Supplied material:
_ _ _ _

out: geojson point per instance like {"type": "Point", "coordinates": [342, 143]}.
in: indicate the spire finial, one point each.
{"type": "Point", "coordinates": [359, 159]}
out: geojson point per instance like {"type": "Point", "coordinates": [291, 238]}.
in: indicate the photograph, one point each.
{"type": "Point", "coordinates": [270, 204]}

_ _ _ _

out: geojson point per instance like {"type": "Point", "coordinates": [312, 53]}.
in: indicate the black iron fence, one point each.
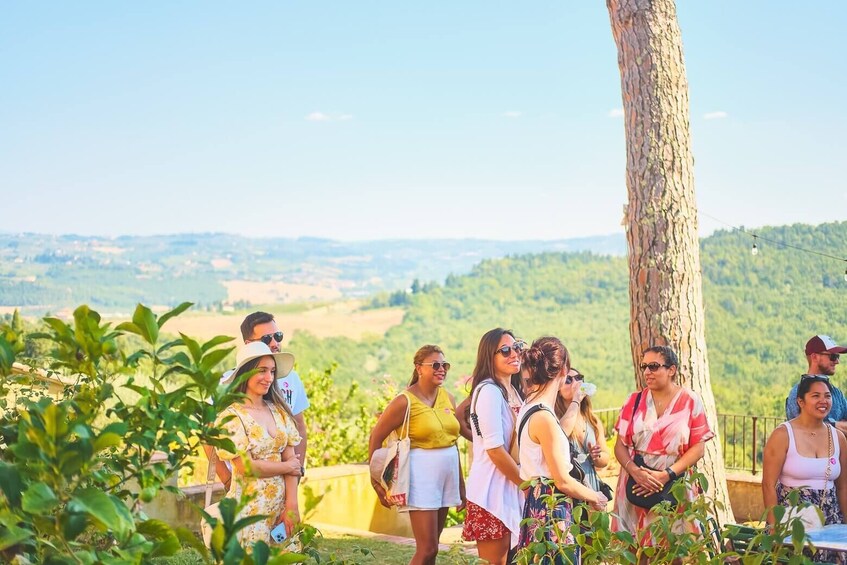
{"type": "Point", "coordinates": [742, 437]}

_ _ _ _

What is being asked:
Pull out each line of the records that contains the word "like", matching case exactly.

Complete answer:
out: geojson point per instance like {"type": "Point", "coordinates": [342, 143]}.
out: geojson point per instance like {"type": "Point", "coordinates": [291, 238]}.
out: geojson point per instance like {"type": "Point", "coordinates": [312, 53]}.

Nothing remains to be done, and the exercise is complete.